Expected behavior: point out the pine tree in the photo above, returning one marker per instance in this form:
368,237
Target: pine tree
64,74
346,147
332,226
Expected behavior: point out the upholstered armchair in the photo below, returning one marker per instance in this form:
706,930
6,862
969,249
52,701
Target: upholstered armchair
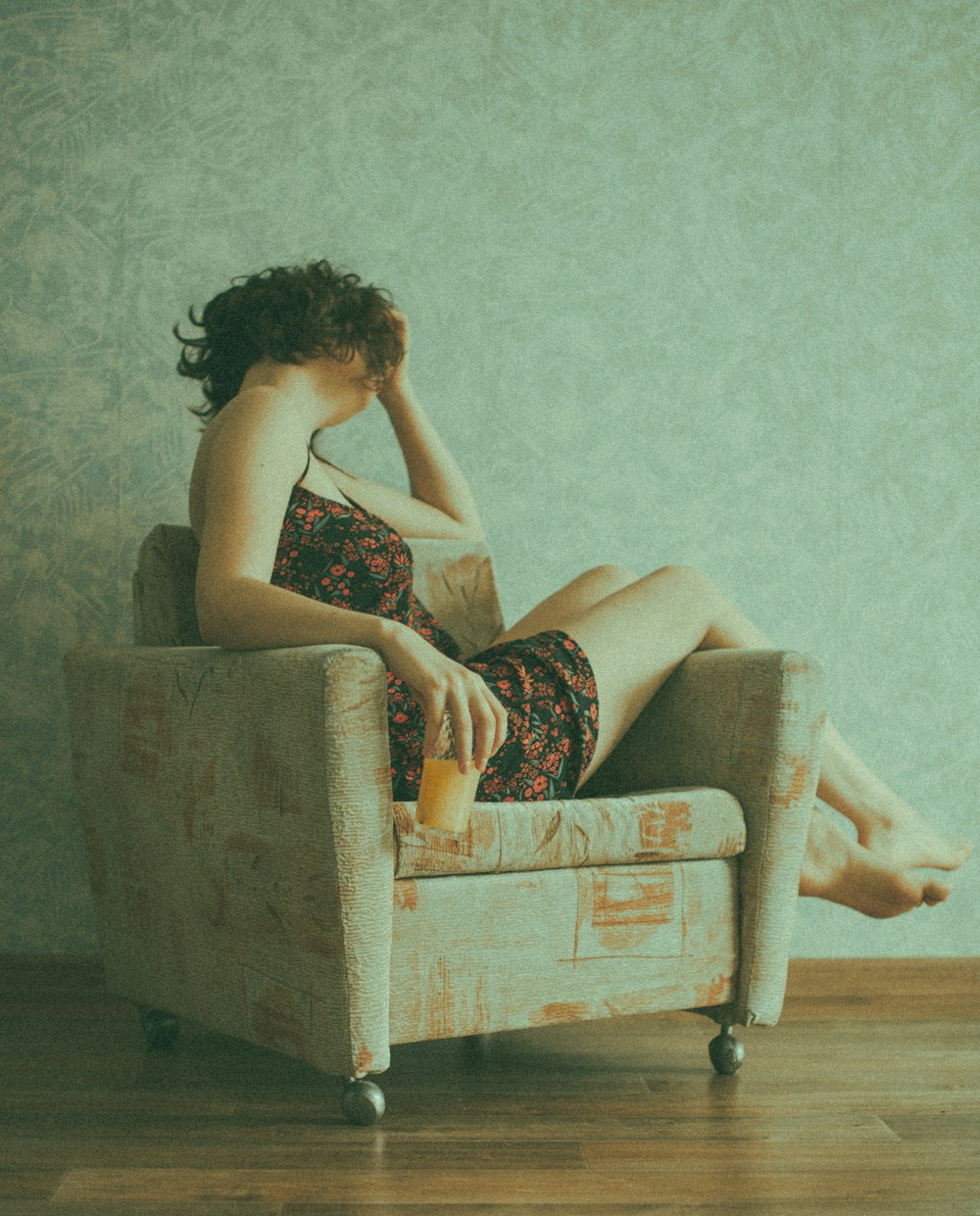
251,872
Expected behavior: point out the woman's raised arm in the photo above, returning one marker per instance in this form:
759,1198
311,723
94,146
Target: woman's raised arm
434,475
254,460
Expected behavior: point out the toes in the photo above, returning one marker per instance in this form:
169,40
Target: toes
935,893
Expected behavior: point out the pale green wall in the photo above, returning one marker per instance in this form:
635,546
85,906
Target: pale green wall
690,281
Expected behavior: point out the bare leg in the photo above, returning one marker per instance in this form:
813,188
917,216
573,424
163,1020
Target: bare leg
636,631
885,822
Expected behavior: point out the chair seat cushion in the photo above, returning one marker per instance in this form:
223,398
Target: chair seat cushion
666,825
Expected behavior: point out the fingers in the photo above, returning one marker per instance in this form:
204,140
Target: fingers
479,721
...
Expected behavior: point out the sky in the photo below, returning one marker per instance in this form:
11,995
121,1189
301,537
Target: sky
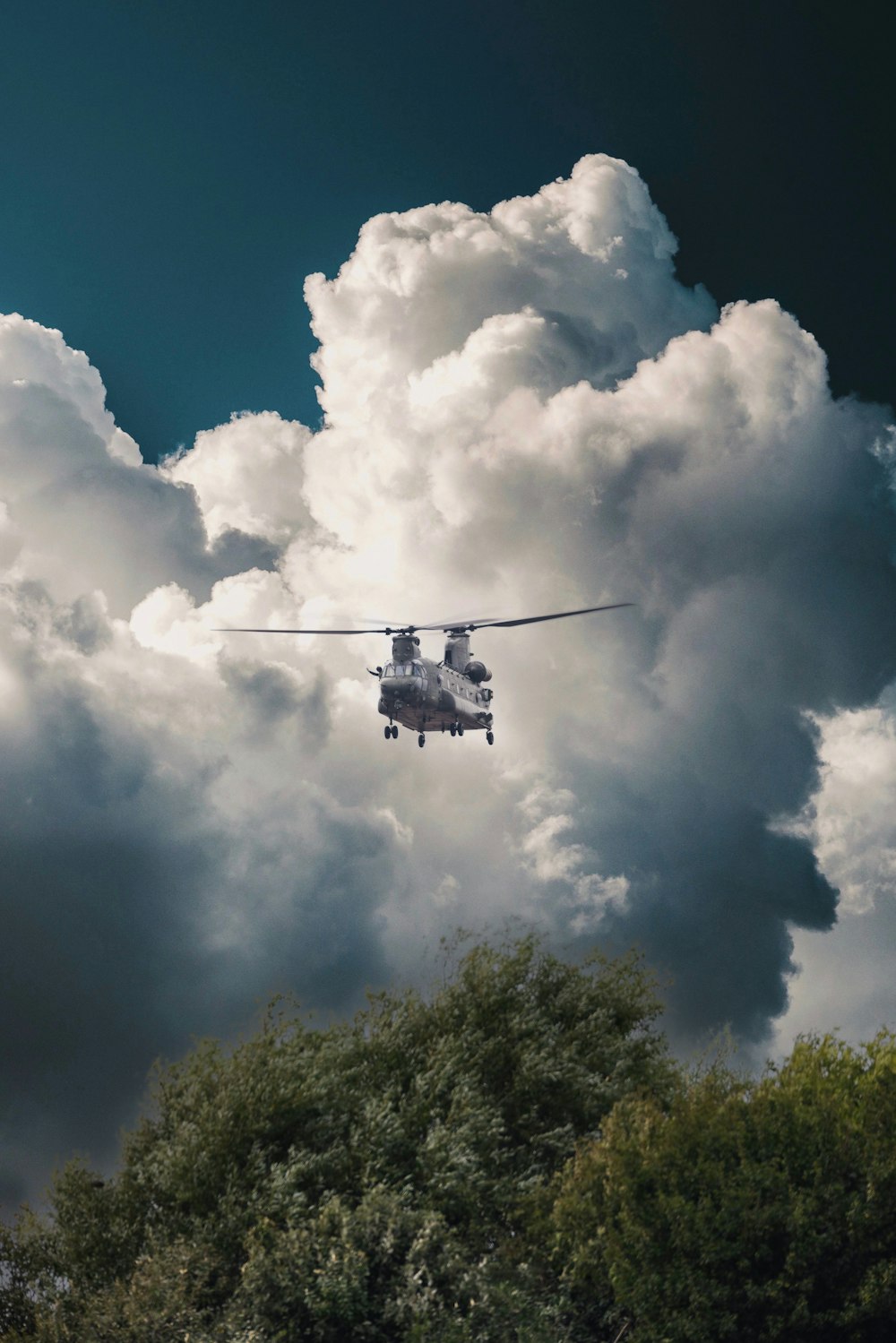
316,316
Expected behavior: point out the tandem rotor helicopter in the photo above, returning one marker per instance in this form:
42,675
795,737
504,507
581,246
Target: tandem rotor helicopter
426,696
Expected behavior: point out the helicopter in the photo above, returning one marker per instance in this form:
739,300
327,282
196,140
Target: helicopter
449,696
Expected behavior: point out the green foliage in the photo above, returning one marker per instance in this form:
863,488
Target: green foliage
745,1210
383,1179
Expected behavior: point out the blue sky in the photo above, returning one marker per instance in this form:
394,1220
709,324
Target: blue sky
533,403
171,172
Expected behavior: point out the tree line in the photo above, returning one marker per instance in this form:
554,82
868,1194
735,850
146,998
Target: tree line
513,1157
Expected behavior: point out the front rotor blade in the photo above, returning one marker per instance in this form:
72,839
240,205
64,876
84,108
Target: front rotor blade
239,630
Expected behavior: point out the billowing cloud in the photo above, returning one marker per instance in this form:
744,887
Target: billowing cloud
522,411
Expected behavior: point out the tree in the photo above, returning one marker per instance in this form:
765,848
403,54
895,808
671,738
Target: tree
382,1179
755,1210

Set exercise ::
How many lines in the records above contain the word "raised"? Reply with the number alone.

Response to this task ::
2